■ REQUIRED ACTION ■
Only the lines of the data below from the one with "positive clicks: (291, 241)" through the one with "positive clicks: (270, 220)" are wanted. Repeat them exactly.

■ SOURCE INFORMATION ■

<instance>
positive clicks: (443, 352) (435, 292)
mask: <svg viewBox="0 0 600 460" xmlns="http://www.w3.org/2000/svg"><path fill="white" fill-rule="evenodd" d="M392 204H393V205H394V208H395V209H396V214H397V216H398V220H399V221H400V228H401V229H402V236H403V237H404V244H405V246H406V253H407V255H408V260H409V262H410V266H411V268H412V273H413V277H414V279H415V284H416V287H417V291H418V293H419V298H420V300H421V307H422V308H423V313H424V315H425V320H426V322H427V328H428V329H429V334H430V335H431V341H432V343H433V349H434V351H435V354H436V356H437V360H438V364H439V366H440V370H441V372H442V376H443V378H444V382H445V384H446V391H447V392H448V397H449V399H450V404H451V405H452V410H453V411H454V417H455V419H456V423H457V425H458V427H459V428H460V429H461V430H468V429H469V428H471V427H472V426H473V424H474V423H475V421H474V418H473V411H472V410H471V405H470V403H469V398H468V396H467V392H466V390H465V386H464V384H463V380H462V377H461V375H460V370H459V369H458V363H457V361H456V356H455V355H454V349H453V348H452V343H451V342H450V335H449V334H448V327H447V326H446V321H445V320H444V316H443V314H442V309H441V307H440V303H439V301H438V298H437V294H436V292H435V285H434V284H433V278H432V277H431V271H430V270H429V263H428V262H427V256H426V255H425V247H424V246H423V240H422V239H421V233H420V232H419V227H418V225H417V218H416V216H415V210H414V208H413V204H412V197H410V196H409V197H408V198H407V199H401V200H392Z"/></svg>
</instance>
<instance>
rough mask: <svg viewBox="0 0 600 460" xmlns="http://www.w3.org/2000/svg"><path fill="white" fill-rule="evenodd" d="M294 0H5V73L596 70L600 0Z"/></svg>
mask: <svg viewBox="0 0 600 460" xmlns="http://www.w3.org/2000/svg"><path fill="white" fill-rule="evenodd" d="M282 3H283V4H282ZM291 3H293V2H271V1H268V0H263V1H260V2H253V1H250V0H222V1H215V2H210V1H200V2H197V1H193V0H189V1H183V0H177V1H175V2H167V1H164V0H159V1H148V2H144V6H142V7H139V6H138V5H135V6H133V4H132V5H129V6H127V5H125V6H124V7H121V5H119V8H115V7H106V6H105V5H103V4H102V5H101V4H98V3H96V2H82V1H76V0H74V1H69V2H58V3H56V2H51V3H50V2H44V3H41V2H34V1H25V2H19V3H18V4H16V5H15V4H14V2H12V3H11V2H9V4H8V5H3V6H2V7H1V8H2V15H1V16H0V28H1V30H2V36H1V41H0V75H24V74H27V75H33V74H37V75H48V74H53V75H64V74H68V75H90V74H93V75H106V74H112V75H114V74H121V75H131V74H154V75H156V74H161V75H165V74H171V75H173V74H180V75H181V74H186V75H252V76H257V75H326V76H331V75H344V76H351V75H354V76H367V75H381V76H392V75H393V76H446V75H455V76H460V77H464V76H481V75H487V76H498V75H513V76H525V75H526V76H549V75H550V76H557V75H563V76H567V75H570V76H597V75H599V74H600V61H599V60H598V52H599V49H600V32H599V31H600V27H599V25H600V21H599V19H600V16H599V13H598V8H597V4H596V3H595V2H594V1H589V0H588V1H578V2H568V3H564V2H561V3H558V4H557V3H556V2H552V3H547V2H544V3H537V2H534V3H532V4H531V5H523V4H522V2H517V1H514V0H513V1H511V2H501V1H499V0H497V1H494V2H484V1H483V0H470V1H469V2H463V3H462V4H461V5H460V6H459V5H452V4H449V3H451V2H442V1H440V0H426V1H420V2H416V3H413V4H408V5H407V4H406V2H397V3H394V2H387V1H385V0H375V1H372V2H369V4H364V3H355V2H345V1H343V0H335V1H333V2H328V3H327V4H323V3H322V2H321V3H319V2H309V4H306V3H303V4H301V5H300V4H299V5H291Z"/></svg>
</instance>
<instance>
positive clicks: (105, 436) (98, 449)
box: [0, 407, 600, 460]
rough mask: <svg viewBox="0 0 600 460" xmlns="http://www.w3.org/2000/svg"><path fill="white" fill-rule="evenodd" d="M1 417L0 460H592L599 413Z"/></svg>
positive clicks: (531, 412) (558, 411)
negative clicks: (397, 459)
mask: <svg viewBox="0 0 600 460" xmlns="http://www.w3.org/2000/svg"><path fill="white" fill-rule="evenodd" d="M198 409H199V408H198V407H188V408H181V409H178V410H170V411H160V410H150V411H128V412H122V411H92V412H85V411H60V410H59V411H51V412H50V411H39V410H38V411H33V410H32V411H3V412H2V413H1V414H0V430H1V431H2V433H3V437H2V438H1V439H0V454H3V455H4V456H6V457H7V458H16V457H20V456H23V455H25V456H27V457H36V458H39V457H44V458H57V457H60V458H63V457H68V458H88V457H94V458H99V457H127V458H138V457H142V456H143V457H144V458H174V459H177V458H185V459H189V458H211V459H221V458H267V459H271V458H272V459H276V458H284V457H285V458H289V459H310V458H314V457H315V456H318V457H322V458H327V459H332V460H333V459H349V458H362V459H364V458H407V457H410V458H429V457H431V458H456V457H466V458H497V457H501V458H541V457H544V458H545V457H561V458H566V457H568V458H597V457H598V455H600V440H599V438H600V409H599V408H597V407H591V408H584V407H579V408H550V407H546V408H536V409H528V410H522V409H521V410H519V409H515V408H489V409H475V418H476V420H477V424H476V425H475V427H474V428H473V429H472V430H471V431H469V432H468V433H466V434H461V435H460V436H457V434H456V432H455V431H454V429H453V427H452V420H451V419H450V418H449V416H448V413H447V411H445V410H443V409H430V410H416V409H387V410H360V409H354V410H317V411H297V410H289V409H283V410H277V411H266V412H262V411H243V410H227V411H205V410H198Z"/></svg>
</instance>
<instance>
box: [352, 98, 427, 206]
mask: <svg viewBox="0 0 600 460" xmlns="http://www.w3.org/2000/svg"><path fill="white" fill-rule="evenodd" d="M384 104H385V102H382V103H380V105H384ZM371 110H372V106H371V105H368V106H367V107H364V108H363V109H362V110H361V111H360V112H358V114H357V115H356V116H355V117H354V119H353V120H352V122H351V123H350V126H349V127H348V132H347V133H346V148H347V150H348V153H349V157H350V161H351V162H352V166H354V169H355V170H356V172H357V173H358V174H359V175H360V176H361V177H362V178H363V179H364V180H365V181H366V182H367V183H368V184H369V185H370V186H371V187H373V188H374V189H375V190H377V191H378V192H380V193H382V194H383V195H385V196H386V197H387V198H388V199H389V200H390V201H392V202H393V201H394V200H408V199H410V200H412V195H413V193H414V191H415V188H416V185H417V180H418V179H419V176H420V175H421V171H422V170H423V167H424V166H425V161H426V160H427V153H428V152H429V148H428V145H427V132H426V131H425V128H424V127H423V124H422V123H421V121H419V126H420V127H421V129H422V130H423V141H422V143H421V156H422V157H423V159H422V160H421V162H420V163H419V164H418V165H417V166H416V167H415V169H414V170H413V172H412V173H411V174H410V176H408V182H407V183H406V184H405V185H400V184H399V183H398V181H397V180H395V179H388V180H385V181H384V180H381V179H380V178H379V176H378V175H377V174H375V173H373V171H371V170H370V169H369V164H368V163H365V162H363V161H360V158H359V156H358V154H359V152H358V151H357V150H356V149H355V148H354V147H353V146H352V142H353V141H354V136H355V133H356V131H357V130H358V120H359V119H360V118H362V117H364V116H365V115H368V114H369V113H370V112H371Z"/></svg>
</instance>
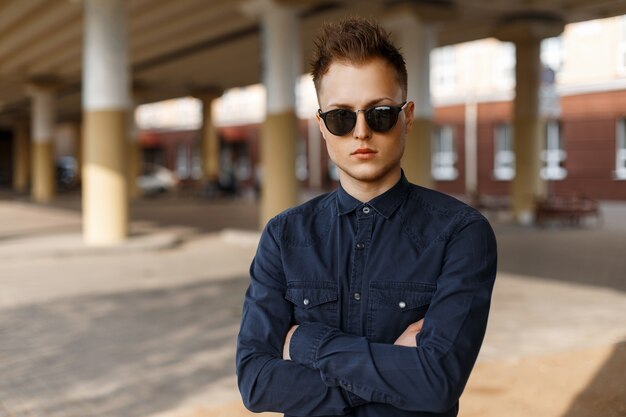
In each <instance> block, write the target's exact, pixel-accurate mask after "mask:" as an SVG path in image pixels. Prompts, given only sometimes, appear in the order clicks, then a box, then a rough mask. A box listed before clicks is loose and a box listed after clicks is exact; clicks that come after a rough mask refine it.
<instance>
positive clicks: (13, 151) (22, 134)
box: [13, 120, 30, 193]
mask: <svg viewBox="0 0 626 417" xmlns="http://www.w3.org/2000/svg"><path fill="white" fill-rule="evenodd" d="M13 137H14V139H13V190H15V191H17V192H18V193H24V192H26V191H27V190H28V180H29V175H28V172H29V170H30V146H29V143H28V125H27V122H26V120H19V121H17V122H16V123H15V125H14V128H13Z"/></svg>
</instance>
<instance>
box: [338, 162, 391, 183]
mask: <svg viewBox="0 0 626 417" xmlns="http://www.w3.org/2000/svg"><path fill="white" fill-rule="evenodd" d="M339 168H340V169H341V171H343V172H344V174H345V175H347V176H349V177H352V178H354V179H355V180H358V181H362V182H376V181H381V180H383V179H385V178H386V177H387V176H389V175H390V174H391V173H392V172H393V171H394V169H395V168H396V167H395V166H391V167H367V166H361V167H349V168H347V169H344V168H342V167H339Z"/></svg>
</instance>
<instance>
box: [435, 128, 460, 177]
mask: <svg viewBox="0 0 626 417" xmlns="http://www.w3.org/2000/svg"><path fill="white" fill-rule="evenodd" d="M455 148H456V147H455V146H454V129H453V127H452V126H438V127H436V128H435V131H434V132H433V153H432V176H433V178H434V179H435V180H436V181H452V180H455V179H456V178H457V177H458V176H459V172H458V170H457V169H456V168H455V166H454V164H455V163H456V161H457V154H456V150H455Z"/></svg>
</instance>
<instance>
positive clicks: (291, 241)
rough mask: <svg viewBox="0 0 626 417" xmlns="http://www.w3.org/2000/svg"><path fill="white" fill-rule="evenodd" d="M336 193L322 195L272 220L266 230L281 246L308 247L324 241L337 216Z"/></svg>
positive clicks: (270, 220) (281, 213) (291, 208)
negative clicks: (311, 244)
mask: <svg viewBox="0 0 626 417" xmlns="http://www.w3.org/2000/svg"><path fill="white" fill-rule="evenodd" d="M336 193H337V192H336V191H332V192H329V193H325V194H322V195H320V196H318V197H315V198H313V199H311V200H309V201H307V202H305V203H303V204H300V205H298V206H295V207H292V208H289V209H287V210H285V211H283V212H282V213H280V214H278V215H276V216H275V217H274V218H272V219H271V220H270V221H269V222H268V224H267V227H266V229H267V230H268V231H269V232H271V233H272V234H273V235H274V238H275V239H276V240H277V241H279V242H280V243H281V244H287V245H295V246H308V245H311V244H313V243H316V242H317V241H319V240H320V239H322V238H323V237H324V236H326V234H327V233H328V231H329V230H330V225H331V222H332V219H333V218H334V216H335V215H336V208H337V206H336Z"/></svg>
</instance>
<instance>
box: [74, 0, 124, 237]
mask: <svg viewBox="0 0 626 417" xmlns="http://www.w3.org/2000/svg"><path fill="white" fill-rule="evenodd" d="M83 4H84V21H85V28H84V43H83V62H84V65H83V136H84V143H83V158H84V160H83V237H84V240H85V243H86V244H88V245H114V244H117V243H120V242H122V241H123V240H125V239H126V237H127V236H128V184H127V182H128V181H127V175H128V174H127V173H126V170H127V158H126V153H127V150H128V144H127V142H128V141H127V136H128V130H127V128H126V124H127V112H128V108H129V102H130V97H129V90H130V88H129V87H130V85H129V73H128V72H129V69H128V46H127V28H126V14H127V13H126V6H127V2H126V1H124V0H86V1H84V3H83Z"/></svg>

■ TASK RESULT ■
positive clicks: (291, 241)
rough mask: <svg viewBox="0 0 626 417" xmlns="http://www.w3.org/2000/svg"><path fill="white" fill-rule="evenodd" d="M336 193L322 195L272 220L266 230L281 246L308 247L324 241L337 216Z"/></svg>
positive clicks: (270, 220) (281, 213) (291, 208)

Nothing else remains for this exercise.